[Dataset records on object locations]
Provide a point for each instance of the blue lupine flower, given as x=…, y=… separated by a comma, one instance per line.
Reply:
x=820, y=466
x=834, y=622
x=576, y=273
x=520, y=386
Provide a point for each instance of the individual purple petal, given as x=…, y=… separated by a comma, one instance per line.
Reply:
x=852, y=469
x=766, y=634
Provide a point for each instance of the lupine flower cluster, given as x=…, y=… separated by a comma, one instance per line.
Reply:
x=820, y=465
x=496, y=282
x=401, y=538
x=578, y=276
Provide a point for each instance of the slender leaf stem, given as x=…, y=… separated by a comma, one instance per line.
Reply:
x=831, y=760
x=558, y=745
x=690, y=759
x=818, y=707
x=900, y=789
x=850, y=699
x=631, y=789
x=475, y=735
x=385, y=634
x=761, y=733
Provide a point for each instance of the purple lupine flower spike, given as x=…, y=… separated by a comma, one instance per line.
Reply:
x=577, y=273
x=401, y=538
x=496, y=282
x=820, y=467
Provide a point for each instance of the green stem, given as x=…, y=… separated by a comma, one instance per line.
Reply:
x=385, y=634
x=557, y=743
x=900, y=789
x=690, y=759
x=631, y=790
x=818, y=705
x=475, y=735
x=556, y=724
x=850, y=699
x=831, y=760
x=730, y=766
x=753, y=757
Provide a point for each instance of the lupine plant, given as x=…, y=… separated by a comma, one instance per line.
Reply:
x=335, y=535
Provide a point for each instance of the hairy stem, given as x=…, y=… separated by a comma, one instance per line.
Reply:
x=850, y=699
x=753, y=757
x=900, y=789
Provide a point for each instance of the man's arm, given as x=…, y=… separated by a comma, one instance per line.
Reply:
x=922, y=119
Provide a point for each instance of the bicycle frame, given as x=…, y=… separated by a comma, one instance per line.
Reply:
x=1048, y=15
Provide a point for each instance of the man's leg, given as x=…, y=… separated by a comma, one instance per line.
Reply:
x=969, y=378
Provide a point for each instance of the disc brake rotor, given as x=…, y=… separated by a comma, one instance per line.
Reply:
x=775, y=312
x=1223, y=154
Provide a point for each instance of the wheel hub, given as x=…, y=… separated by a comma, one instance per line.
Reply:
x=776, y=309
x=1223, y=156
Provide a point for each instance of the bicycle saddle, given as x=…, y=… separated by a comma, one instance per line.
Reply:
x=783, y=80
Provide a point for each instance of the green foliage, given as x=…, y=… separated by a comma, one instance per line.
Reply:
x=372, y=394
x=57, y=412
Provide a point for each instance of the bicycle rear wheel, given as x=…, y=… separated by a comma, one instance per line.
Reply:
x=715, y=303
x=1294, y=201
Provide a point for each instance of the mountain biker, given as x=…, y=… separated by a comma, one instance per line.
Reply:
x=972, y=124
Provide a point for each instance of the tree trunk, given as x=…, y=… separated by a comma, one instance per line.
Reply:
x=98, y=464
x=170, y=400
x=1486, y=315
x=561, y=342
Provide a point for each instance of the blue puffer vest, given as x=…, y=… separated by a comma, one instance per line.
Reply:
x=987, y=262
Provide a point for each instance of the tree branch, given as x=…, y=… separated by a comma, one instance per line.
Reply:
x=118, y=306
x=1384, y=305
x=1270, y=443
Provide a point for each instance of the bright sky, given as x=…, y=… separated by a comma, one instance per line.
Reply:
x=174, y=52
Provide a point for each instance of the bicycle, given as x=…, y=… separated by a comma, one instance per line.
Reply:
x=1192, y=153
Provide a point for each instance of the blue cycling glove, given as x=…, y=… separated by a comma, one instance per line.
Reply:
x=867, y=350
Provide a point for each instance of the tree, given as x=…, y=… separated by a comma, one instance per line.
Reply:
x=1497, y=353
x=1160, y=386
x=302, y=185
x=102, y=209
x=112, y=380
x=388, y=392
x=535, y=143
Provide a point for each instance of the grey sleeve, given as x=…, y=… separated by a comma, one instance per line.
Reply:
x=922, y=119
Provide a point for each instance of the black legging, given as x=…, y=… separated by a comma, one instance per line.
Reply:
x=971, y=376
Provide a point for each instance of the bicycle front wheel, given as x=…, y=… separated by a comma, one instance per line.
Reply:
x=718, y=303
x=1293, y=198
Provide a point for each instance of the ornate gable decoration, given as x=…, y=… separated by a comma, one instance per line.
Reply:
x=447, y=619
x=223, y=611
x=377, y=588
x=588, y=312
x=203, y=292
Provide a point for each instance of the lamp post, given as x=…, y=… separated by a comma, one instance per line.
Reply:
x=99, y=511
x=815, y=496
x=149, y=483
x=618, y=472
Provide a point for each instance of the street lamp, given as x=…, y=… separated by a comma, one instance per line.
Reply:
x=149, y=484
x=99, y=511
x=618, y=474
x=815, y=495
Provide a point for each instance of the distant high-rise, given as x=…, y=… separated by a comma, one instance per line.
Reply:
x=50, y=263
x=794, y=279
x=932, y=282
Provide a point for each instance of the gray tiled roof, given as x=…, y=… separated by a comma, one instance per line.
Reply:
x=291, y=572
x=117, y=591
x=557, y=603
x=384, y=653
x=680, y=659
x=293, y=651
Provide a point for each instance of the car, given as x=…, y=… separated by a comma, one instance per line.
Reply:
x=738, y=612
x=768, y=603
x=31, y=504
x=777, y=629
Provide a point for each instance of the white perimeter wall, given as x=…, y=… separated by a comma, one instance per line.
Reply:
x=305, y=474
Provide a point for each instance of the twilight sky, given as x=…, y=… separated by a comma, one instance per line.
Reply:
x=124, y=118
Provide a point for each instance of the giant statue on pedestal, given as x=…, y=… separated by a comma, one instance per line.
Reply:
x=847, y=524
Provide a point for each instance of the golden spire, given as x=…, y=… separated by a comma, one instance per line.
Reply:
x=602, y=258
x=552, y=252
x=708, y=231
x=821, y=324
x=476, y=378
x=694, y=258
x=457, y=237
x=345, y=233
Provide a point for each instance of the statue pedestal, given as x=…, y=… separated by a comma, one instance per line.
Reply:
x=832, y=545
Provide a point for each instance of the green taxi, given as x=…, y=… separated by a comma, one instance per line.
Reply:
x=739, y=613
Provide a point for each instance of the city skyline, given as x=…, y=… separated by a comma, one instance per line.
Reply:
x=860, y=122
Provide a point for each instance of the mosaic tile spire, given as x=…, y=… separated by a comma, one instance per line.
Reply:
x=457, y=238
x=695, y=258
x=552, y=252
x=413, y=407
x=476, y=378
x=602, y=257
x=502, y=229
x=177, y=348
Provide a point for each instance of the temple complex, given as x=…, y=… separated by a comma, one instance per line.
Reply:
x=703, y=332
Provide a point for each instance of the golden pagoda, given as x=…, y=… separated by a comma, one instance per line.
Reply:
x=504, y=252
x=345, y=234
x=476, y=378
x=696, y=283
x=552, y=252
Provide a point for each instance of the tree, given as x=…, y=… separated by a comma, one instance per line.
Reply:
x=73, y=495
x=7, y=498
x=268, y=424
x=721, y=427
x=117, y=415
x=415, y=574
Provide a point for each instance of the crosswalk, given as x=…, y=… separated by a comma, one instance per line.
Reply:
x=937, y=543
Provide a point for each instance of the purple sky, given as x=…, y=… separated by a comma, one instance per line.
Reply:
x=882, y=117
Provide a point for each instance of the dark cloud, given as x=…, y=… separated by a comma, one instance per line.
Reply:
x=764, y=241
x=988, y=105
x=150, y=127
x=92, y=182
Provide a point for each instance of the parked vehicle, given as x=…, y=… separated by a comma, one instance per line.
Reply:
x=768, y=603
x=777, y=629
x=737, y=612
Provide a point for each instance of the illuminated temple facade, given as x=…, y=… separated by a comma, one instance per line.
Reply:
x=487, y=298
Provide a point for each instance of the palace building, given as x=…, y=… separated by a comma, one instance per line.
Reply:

● **What is expected**: Reproduce every line of the material above word for word, from start to finish.

● **Correct response**:
Provide a point for each instance of the blue lupine flower, given as x=…, y=… separated by a comma, one instance per line.
Reply:
x=820, y=466
x=834, y=622
x=576, y=273
x=520, y=386
Provide a point for each instance of the individual purple petal, given as x=…, y=… separated by a comma, one instance per line.
Reply:
x=852, y=469
x=766, y=634
Provide a point for each instance of the lupine flower cluster, given as x=…, y=… separated by a comma, one instance per line.
Reply:
x=820, y=465
x=496, y=282
x=401, y=538
x=578, y=276
Provide a point for each instance of the slender leaf stem, given as x=…, y=… separated by a comma, one instance per line.
Reply:
x=831, y=760
x=558, y=745
x=690, y=759
x=818, y=707
x=900, y=789
x=850, y=699
x=631, y=789
x=475, y=735
x=385, y=634
x=761, y=733
Provide a point for each instance of the purple lupine flower spike, given as x=…, y=… separated by a comma, one instance per line.
Reply:
x=577, y=273
x=401, y=538
x=496, y=282
x=820, y=467
Provide a point for each instance of the green stem, given as x=…, y=… separated by a comma, one instance per line.
Reply:
x=385, y=634
x=557, y=743
x=900, y=789
x=690, y=759
x=631, y=790
x=818, y=705
x=475, y=735
x=556, y=724
x=850, y=699
x=831, y=760
x=730, y=766
x=753, y=757
Provide a point for each instance of the lupine plant, given as x=…, y=… separated by a comma, one instance per line.
Reply:
x=335, y=535
Provide a point for each instance of the hairy stem, given as x=…, y=… separated by a comma, one instance per line.
Reply:
x=850, y=699
x=753, y=757
x=900, y=789
Provide a point for each instance of the man's arm, given as x=…, y=… separated by a comma, one instance per line.
Reply:
x=922, y=119
Provide a point for each instance of the bicycle frame, given as x=…, y=… separated by a comma, one instance per line.
Reply:
x=1048, y=15
Provide a point for each instance of the man's leg, given as x=…, y=… separated by a comma, one instance per line.
Reply:
x=969, y=378
Provide a point for each instance of the disc brake rotor, given as x=…, y=… separated by a comma, one instance per line.
Reply:
x=775, y=312
x=1223, y=154
Provide a point for each instance of the wheel hub, given as x=…, y=… separated by a comma, one instance per line.
Reply:
x=776, y=309
x=1223, y=156
Provide a point for each instance of the bicycle saddle, given as x=…, y=… separated by a comma, one instance per line.
Reply:
x=783, y=80
Provide a point for each instance of the green foliage, given as x=…, y=… separated by a comma, one instance per line.
Reply:
x=372, y=394
x=57, y=412
Provide a point for each instance of the bicycle rear wheel, given as x=…, y=… separated by a comma, one instance per line.
Reply:
x=715, y=303
x=1294, y=201
Provide a point for each instance of the mountain biker, given as x=…, y=… separated by a comma, one instance per line.
Reply:
x=972, y=124
Provide a point for each instance of the tree trunk, given as x=…, y=… separated by a comma, one instance per line.
Reply:
x=98, y=464
x=170, y=400
x=1486, y=315
x=561, y=342
Provide a point for each instance of the blue puffer vest, given as x=…, y=… separated by a comma, one instance per line.
Reply:
x=987, y=262
Provide a point for each instance of the tree branch, given as x=…, y=… separated by a comma, one instance per line.
Reply:
x=118, y=306
x=1384, y=305
x=1270, y=443
Provide a point for each instance of the bright sky, given as x=…, y=… separated by a comma, one instance per line.
Reply:
x=174, y=52
Provide a point for each instance of the bicycle, given as x=…, y=… separated by a comma, one instance per line.
Reply:
x=1192, y=153
Provide a point for each instance of the blue cycling glove, given as x=…, y=… separated by a comma, one instance per line.
Reply:
x=867, y=350
Provide a point for each instance of the tree, given as x=…, y=… separated by a comma, one instance per line.
Reply:
x=1497, y=353
x=1160, y=386
x=302, y=185
x=102, y=209
x=112, y=380
x=388, y=392
x=535, y=143
Provide a point for each instance of the grey sleeve, given as x=…, y=… separated by a comma, one instance per line.
Reply:
x=922, y=119
Provide a point for each instance of the black legging, given as x=…, y=… separated by a comma, one instance per line.
Reply:
x=971, y=376
Provide a point for each instance of the bicycle front wheel, given as x=…, y=… separated by a comma, one instance per line.
Reply:
x=718, y=303
x=1293, y=198
Provide a point for each instance of the ornate gable decoration, given as x=…, y=… separated by a comma, one instance per line.
Reply:
x=447, y=619
x=223, y=611
x=377, y=588
x=588, y=312
x=203, y=292
Provide a point for each instance of the lamp post, given as x=…, y=… separated by a comma, one instance per line.
Reply:
x=99, y=511
x=815, y=496
x=149, y=483
x=618, y=472
Provide a point for each instance of the street lamp, given as x=…, y=… separated by a comma, one instance per line.
Reply:
x=149, y=484
x=99, y=511
x=618, y=474
x=815, y=495
Provide a point for each instance of the distant high-rise, given as x=…, y=… separated by a comma, one instance per line.
Reply:
x=50, y=263
x=794, y=279
x=932, y=282
Provide a point for each instance of the gray tiled roof, given as x=…, y=… separated by a comma, one instance per line.
Reply:
x=291, y=572
x=117, y=591
x=557, y=603
x=384, y=653
x=680, y=659
x=293, y=651
Provide a point for each instance of the car, given as x=…, y=… separated by a comma, one instance per line.
Reply:
x=738, y=612
x=768, y=603
x=31, y=504
x=777, y=629
Provide a point for each instance of the white perimeter wall, given as x=…, y=… separated by a comma, one instance per line.
Reply:
x=305, y=474
Provide a point for each instance of the twilight sky, given as x=…, y=… separated by a comma, one instance per line.
Reply:
x=124, y=118
Provide a point for each instance of the giant statue on pedestal, given as x=…, y=… separated by a comma, one instance per line.
Reply:
x=847, y=524
Provide a point for each instance of the golden spire, given as x=…, y=… separated by a comma, one instance per line.
Reply:
x=602, y=258
x=552, y=252
x=708, y=231
x=821, y=324
x=476, y=378
x=694, y=258
x=457, y=237
x=345, y=233
Provide a point for each instance of the statue pedestal, given as x=…, y=… separated by a comma, one instance per line.
Reply:
x=832, y=545
Provide a point for each instance of the green taxi, given as x=…, y=… separated by a comma, one instance per line.
Reply:
x=739, y=613
Provide a point for each instance of the city skyline, given as x=…, y=… separated by a comma, one instance per line.
Reply:
x=860, y=122
Provide a point for each instance of the mosaic tile spire, given as x=…, y=… separated by a comma, one instance per line.
Reply:
x=457, y=238
x=695, y=258
x=552, y=252
x=413, y=407
x=476, y=378
x=602, y=257
x=502, y=229
x=177, y=348
Provide a point for each instance of the temple complex, given as x=…, y=… separated by a comma, one instance per line.
Reply:
x=703, y=332
Provide a point for each instance of the golden pagoda, given as x=…, y=… separated by a comma, one instance per line.
Reply:
x=504, y=252
x=345, y=234
x=476, y=378
x=696, y=283
x=552, y=252
Provide a point for each instance of the tree, given as x=…, y=… separated by a comma, one instance per line.
Reply:
x=73, y=495
x=7, y=498
x=268, y=424
x=721, y=427
x=117, y=415
x=415, y=574
Provide a point for each instance of the crosswalk, given as x=…, y=… separated by a comma, one instance per line.
Reply:
x=937, y=543
Provide a point for each instance of the purple sky, given as x=…, y=… separated by a comma, one instance per line.
Reply:
x=882, y=117
Provide a point for each instance of the dark cloud, given as x=…, y=… separated by a comma, one instance per line.
Reply:
x=764, y=241
x=988, y=105
x=150, y=127
x=92, y=182
Provide a point for each instance of the parked vehicle, given as x=…, y=… separated by a comma, one instance per line.
Reply:
x=768, y=603
x=777, y=629
x=737, y=612
Provide a point for each instance of the illuminated temple facade, given as x=…, y=… separated by a comma, one instance per line.
Reply:
x=487, y=298
Provide a point for each instance of the palace building, given as x=…, y=… separated by a comma, one instance per line.
Reply:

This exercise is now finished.